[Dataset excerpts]
---
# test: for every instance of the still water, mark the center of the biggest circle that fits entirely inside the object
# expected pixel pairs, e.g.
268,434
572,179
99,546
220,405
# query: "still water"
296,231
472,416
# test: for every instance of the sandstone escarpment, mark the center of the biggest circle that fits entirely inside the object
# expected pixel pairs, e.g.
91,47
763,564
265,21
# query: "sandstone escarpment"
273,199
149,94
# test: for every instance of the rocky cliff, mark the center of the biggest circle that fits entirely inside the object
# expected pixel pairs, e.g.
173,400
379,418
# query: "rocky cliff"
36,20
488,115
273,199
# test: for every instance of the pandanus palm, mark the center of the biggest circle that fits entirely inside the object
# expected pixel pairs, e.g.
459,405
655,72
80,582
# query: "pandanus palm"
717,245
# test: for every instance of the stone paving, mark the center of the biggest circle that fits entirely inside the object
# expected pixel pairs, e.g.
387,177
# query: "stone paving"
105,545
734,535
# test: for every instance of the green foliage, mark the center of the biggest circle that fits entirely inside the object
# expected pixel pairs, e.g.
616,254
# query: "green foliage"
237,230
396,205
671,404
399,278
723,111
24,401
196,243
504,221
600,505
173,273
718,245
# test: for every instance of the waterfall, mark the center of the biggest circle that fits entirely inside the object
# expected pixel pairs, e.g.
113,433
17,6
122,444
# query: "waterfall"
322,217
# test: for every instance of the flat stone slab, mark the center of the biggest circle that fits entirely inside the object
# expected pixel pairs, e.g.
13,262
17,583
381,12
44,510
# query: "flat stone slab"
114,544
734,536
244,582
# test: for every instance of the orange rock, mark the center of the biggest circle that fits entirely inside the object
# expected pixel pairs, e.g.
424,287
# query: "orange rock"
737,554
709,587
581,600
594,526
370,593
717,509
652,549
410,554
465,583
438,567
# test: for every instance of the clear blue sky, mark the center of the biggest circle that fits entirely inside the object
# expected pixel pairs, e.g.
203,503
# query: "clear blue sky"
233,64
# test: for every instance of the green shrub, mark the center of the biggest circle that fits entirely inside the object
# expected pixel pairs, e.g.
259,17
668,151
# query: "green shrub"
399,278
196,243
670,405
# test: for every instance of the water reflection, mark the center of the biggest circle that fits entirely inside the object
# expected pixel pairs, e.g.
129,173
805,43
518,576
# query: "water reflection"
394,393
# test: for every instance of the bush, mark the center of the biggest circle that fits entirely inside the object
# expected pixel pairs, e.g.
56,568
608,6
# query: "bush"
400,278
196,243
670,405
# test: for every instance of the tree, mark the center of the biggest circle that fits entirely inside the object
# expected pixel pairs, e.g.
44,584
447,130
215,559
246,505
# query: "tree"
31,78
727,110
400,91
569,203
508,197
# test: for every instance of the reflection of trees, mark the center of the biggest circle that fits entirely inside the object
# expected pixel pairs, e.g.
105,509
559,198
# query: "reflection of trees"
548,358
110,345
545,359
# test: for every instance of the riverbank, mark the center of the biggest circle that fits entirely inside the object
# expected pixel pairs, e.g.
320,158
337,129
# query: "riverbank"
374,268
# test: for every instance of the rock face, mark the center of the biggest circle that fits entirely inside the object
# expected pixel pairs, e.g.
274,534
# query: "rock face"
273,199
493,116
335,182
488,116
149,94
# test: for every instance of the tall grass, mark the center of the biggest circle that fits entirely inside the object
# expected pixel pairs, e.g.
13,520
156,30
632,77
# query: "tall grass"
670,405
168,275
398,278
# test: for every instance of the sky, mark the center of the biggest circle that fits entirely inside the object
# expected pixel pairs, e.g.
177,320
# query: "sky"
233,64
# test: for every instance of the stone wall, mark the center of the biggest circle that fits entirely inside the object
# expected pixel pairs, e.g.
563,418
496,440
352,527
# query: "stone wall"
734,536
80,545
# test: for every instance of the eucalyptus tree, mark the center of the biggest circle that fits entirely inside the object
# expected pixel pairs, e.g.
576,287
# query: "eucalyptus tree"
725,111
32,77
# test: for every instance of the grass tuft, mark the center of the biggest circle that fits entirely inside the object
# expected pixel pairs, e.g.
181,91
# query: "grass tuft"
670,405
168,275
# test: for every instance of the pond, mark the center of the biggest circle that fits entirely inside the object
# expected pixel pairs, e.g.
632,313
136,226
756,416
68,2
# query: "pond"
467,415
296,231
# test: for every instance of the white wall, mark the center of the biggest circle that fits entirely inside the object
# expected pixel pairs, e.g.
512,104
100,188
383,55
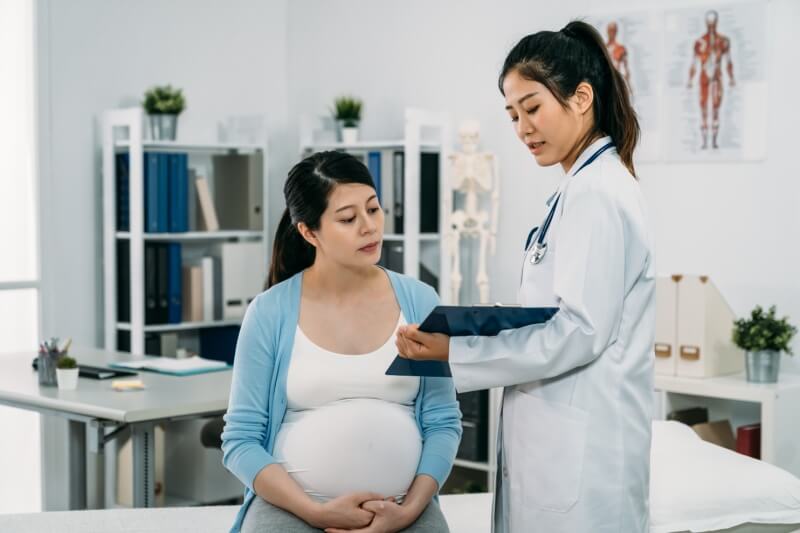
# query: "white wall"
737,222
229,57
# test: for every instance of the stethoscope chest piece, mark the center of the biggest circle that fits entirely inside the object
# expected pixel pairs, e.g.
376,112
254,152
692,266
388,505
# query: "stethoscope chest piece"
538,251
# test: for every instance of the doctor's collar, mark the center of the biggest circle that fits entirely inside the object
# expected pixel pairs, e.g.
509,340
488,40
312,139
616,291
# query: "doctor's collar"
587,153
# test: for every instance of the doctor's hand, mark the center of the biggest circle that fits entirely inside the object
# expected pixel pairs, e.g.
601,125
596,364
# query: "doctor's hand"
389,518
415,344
---
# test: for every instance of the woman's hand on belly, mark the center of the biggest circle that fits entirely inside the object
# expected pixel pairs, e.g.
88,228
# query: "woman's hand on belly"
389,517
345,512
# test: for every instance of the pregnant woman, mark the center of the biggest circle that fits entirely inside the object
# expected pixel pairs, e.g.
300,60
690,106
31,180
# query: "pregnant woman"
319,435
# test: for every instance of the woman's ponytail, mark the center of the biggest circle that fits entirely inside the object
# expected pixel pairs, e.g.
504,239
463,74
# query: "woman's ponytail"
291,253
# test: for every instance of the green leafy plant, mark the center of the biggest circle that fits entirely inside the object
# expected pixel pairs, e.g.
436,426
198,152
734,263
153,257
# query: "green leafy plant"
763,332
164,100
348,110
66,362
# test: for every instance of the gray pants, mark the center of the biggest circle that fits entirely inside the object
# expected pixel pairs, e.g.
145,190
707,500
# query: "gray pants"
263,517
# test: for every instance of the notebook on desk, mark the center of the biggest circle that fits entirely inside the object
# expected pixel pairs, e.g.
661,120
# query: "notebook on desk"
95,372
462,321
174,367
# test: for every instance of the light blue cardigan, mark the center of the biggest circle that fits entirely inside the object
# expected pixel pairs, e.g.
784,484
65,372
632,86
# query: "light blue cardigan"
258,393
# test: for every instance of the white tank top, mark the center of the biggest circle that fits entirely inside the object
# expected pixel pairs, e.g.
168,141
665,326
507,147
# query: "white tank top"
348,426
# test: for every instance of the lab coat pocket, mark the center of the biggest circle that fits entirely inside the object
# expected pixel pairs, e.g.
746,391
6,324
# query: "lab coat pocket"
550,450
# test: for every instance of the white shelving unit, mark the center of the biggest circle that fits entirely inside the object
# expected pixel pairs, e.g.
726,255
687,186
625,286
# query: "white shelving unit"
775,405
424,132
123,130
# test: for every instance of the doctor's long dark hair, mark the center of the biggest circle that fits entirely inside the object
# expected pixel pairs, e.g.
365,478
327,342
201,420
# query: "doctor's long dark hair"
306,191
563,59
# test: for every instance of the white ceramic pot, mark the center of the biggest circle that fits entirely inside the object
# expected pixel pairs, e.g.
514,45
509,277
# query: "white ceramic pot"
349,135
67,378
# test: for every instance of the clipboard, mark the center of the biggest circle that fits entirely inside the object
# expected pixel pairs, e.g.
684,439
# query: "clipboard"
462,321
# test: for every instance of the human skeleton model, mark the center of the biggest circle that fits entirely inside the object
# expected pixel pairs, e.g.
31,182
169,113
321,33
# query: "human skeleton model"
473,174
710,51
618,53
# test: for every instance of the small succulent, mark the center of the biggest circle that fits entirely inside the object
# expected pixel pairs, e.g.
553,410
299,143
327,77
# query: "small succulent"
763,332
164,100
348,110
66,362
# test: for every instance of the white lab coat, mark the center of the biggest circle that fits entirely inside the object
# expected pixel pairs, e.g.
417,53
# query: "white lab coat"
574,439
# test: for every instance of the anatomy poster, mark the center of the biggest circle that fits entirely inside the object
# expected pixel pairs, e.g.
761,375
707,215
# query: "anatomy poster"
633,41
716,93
---
_EXERCISE PROMPT_:
What are the lines above, starting at the one with "# test: for every instance of the gray" and ending at the one with "# test: for every instance of the doctor's long"? Give them again exactly, and only them.

_RESPONSE BELOW_:
# test: for every instance of the gray pants, mark the center of the biggest circle that fits entirely inside the object
# expected pixel pairs, e.g.
145,190
707,500
# query: "gray pants"
263,517
# test: for every instance of the notebook on desk, mark the center of the biggest circle that fits entirely inside the object
# expected pixel pairs, e.g.
661,120
# query: "notebook on desk"
95,372
462,321
174,367
# test: for every instance of the light blue cardigan, mark the center of the biggest circle that fits entirely inside the object
# expected pixel pairs, e.g.
784,484
65,372
632,86
# query: "light blue cardigan"
258,393
# test: for every instance of the white tank top, mark the center of the biggest circle that fits entirely inside the object
# expected pixel pairs, e.g.
168,141
665,326
507,147
# query: "white tank top"
348,426
# test: for every instance of the lab coat pocket, mark the center of the biggest circle that fits entirely inside the object
# expected pixel pairs, e.g.
746,391
6,324
# query: "lab coat pocket"
550,450
# test: for every instance of the white shelving unit, mark the center of the biggest circle that fits entirely inside the object
# expected pixel pairs, e.g.
726,255
687,186
625,286
# query: "white shelving unit"
775,405
424,132
123,130
# test: for every instance of the doctor's long dark hair, mark the center of the biggest circle that fits entirely inside the object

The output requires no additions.